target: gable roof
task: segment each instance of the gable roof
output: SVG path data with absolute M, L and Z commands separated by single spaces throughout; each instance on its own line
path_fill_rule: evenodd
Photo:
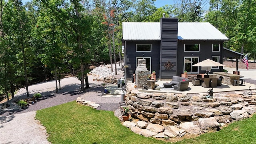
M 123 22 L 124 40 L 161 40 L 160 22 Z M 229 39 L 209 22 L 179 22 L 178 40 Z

--

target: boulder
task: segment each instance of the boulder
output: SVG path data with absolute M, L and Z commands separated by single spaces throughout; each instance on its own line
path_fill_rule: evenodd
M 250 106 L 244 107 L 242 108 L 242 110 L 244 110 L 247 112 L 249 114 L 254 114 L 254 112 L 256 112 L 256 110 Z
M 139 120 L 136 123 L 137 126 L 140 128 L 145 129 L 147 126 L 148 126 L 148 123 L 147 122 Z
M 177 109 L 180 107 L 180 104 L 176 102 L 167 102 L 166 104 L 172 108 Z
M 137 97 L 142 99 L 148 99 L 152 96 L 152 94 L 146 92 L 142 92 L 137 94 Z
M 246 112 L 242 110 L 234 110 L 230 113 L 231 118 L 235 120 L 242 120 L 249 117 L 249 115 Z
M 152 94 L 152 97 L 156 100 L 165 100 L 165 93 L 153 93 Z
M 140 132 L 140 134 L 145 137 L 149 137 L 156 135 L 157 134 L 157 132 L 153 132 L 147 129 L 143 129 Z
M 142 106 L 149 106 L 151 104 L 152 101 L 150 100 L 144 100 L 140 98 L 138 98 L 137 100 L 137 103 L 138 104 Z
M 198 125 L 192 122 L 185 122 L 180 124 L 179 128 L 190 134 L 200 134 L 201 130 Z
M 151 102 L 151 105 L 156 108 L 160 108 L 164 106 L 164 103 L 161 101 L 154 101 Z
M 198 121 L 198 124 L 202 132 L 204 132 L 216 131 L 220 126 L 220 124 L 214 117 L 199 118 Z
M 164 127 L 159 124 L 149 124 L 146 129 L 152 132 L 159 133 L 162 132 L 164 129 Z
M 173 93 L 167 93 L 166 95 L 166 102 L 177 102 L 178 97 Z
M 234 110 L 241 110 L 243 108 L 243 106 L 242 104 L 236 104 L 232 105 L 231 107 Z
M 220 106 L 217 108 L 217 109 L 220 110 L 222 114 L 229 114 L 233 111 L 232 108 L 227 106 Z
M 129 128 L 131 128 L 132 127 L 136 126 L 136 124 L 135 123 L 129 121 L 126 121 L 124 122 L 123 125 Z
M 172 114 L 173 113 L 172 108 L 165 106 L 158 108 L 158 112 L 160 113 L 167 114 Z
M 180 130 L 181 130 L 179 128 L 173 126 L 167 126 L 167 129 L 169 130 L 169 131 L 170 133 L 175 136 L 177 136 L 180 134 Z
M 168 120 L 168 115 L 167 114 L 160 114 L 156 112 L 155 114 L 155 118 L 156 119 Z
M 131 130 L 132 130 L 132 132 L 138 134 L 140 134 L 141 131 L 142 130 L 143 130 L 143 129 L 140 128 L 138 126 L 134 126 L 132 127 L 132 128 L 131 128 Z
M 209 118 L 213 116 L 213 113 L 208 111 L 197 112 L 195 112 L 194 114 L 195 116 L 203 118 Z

--

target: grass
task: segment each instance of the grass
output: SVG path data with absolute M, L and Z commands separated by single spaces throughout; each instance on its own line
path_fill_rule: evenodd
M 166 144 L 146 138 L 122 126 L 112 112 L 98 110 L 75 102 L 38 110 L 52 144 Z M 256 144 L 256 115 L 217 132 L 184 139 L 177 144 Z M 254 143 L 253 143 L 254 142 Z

Task details :: Please rewrite the lines that begin at the line containing "target: grass" and end after the line containing "M 166 144 L", replacing "each instance" with "every instance" and changing nothing else.

Solved exercise ::
target: grass
task: segment every instance of the grass
output: SVG path data with absolute M, L and Z commands separated by single spaces throughout; every instance on its own line
path_fill_rule: evenodd
M 166 144 L 146 138 L 122 126 L 112 112 L 98 110 L 75 102 L 38 110 L 52 144 Z M 256 144 L 256 115 L 217 132 L 184 139 L 177 144 Z M 254 143 L 253 143 L 254 142 Z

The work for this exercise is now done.